━━━━━ Dados da tarefa ━━━━━
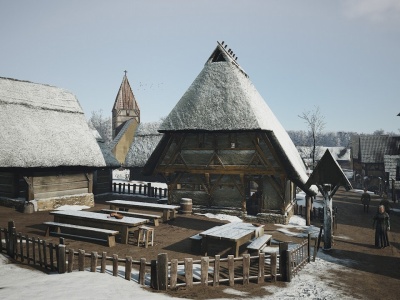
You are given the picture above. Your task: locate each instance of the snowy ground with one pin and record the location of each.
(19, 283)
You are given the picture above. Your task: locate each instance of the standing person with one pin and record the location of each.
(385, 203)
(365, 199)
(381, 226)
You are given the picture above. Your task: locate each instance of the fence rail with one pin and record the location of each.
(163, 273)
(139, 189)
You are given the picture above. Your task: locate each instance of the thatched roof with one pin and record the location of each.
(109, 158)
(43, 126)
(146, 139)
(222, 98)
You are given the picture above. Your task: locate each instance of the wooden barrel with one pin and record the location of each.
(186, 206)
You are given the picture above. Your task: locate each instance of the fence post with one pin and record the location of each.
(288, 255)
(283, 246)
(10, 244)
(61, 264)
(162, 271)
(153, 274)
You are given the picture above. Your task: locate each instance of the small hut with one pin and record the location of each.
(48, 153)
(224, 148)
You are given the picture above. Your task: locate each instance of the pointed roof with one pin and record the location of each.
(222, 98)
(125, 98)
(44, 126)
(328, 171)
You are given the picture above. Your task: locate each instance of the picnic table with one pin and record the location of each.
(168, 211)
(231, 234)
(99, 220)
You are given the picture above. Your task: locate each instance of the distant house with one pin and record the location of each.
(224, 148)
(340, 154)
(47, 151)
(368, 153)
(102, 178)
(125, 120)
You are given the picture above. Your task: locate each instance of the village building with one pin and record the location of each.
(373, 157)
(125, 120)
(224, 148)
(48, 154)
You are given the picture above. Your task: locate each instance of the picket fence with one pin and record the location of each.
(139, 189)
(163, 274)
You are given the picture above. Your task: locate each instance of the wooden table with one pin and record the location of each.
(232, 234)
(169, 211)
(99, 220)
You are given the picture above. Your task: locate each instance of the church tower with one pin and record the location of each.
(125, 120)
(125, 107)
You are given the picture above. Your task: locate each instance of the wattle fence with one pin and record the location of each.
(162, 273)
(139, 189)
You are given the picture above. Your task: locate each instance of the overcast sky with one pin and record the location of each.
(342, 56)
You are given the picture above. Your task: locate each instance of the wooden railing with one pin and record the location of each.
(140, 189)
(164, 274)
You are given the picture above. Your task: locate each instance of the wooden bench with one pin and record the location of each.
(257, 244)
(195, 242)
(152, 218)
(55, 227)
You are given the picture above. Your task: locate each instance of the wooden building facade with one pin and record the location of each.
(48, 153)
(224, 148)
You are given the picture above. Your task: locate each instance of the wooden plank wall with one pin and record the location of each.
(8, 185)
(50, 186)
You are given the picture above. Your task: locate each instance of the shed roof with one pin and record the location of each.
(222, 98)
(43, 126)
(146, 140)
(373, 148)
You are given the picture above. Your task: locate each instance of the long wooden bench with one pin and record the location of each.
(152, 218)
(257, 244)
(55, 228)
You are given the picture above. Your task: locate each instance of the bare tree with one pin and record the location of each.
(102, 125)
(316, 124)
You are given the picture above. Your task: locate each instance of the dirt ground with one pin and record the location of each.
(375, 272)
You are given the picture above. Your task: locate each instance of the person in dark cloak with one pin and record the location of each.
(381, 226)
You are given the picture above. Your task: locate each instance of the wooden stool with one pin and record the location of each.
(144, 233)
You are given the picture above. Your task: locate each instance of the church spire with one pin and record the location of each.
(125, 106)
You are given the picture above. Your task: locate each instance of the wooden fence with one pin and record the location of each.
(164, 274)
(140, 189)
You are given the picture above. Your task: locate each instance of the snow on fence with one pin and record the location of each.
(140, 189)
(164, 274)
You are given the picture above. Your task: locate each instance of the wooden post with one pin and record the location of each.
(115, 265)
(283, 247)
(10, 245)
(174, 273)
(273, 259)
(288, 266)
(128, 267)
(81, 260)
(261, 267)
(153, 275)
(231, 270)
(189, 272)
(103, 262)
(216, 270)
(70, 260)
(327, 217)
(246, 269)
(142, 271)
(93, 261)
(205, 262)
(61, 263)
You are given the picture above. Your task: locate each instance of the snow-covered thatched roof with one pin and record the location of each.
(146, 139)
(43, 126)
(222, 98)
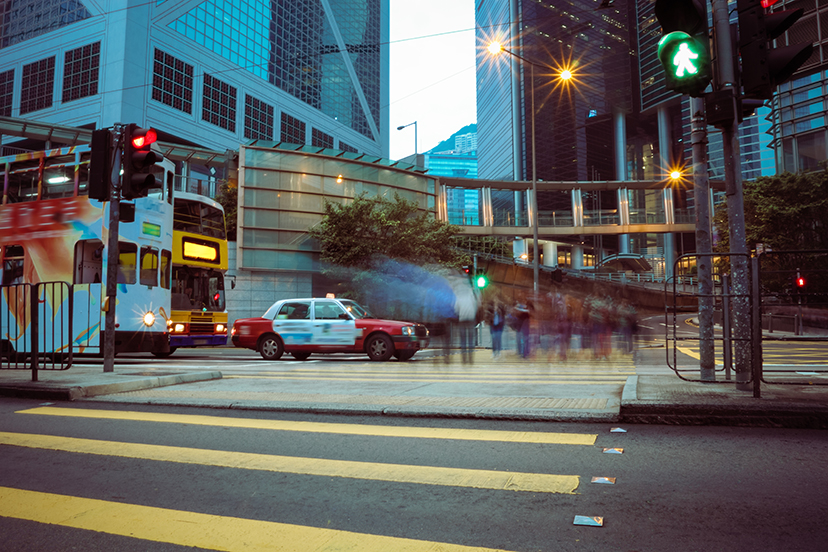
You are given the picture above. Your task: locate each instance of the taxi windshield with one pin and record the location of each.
━━━━━
━━━━━ Dados da tarefa ━━━━━
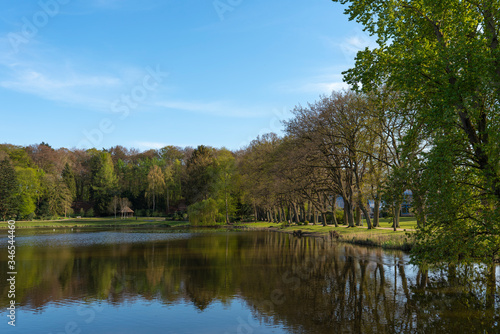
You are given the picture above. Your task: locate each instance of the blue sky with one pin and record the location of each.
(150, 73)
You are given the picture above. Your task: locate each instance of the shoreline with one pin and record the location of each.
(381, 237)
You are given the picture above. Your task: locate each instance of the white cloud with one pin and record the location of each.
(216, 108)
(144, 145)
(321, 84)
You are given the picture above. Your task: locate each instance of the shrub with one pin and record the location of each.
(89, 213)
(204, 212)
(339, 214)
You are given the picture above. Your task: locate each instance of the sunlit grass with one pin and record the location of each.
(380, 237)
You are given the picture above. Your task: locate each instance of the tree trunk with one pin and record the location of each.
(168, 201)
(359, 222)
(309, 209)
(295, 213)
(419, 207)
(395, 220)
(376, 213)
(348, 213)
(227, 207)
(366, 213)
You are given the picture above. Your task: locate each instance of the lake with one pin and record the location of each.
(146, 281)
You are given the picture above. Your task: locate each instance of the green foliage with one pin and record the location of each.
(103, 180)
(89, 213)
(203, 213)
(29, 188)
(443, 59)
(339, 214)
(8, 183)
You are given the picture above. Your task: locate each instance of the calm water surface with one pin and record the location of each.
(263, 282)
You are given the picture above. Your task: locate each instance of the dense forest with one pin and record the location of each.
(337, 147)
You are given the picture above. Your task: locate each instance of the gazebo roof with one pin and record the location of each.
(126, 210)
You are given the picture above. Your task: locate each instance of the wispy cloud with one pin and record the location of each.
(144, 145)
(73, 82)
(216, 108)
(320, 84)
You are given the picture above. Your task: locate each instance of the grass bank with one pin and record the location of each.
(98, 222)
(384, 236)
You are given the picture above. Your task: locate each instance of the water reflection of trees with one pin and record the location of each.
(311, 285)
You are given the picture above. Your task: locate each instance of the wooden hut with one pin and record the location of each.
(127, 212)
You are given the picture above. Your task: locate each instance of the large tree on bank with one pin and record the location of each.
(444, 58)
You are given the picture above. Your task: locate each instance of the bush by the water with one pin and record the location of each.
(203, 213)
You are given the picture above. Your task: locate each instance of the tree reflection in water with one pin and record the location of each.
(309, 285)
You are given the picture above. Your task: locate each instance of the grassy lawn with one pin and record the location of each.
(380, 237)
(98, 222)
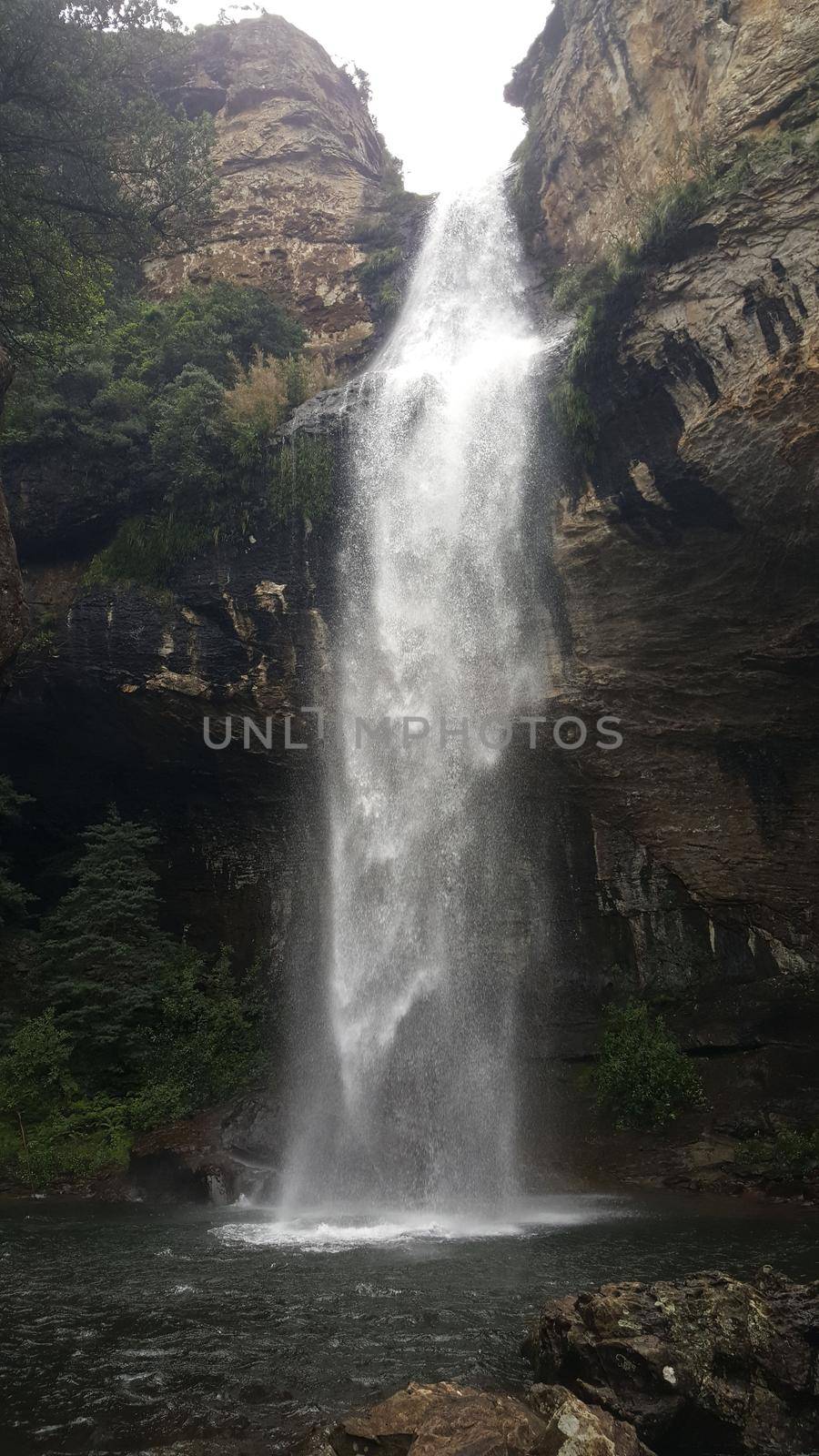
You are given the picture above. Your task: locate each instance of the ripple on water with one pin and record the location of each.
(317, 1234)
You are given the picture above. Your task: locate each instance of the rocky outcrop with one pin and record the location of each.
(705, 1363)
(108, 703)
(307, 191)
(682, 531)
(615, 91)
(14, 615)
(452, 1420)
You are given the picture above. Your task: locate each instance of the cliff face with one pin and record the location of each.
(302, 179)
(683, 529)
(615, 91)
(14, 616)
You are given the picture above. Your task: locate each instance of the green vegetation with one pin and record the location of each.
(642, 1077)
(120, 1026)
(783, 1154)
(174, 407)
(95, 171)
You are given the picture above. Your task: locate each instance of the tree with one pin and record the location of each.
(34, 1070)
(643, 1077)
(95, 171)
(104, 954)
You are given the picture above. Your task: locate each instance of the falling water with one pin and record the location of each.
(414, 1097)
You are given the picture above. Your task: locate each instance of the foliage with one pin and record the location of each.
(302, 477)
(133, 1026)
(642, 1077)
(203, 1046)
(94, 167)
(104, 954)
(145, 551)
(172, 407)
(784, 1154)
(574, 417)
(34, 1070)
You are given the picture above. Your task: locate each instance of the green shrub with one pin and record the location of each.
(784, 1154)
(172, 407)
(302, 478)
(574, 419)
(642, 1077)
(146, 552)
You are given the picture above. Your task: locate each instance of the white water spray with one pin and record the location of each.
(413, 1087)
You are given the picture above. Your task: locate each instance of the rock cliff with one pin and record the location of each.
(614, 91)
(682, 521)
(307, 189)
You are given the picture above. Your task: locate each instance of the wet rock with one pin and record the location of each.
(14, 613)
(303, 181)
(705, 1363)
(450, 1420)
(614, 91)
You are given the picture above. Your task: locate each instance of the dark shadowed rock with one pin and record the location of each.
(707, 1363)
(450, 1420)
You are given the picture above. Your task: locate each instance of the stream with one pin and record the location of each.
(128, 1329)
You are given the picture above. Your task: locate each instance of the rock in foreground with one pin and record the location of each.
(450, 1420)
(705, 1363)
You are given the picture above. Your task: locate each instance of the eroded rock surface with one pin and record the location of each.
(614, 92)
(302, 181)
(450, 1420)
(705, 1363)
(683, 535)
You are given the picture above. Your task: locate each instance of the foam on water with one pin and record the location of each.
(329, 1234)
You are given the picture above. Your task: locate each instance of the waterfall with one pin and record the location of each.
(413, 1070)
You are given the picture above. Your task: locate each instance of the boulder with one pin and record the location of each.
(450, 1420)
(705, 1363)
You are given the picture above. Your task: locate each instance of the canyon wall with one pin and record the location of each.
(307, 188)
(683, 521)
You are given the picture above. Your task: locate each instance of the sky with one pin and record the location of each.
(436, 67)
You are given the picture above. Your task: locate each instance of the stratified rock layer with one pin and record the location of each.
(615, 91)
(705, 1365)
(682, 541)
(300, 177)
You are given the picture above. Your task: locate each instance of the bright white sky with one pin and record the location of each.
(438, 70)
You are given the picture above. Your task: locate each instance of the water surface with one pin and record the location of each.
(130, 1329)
━━━━━
━━━━━ Dados da tarefa ━━━━━
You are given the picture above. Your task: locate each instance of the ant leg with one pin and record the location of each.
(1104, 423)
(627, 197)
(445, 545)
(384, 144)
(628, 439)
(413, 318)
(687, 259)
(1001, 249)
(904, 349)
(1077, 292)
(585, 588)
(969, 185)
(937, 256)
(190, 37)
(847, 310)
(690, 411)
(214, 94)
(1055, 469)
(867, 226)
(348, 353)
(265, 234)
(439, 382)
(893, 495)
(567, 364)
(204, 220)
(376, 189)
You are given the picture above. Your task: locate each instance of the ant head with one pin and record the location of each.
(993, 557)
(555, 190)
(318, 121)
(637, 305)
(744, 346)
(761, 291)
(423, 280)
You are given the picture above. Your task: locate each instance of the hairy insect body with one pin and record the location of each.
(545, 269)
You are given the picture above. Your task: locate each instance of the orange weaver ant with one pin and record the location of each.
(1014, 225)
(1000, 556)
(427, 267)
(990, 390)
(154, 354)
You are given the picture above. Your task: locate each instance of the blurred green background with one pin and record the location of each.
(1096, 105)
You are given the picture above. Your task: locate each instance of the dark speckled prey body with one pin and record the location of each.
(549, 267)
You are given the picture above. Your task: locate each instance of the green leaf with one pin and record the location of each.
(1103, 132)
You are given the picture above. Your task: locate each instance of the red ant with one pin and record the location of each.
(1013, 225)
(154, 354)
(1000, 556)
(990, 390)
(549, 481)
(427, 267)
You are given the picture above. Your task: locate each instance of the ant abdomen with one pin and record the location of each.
━━━━━
> _Descrição da tarefa_:
Transcreva sem nenhuma alteração, e somente ele, o trecho dos registros acima que vai da linha que contém "the ant leg" até a linha que contém "(1103, 132)", incluindo ambas.

> _Resposta da tarefa_:
You are given the picture above. Your task: locate each instance of the ant leg with one pin and record the location of each.
(1104, 423)
(627, 197)
(445, 545)
(384, 144)
(628, 439)
(413, 318)
(687, 259)
(1001, 249)
(904, 349)
(1077, 292)
(585, 588)
(969, 185)
(937, 256)
(190, 37)
(847, 310)
(690, 411)
(214, 94)
(1055, 469)
(867, 226)
(348, 353)
(265, 234)
(439, 382)
(893, 495)
(567, 364)
(204, 220)
(376, 189)
You are given the picture above. Your task: locate each instance of the ant head with one pin and record the location of each.
(993, 557)
(555, 190)
(318, 121)
(637, 305)
(744, 346)
(761, 291)
(423, 280)
You are given the picture above. Your task: locate each instance of the hairy insect body with one pin and record the location of each.
(545, 269)
You are given the picture above. Your task: locate each instance of the orange weaver ant with one pin and record the location of each.
(1014, 225)
(1000, 556)
(427, 267)
(990, 390)
(154, 354)
You are given the picture above. Your task: locate each instance of the blurred green background with one pin and record the location of each.
(1096, 105)
You are given the picture above. Your task: locate each instance of the dark speckled prey body with one pin and record the location of each.
(549, 267)
You are given the picture above. Your task: locate each instance of the green leaf with one pin and record the location of each.
(1103, 132)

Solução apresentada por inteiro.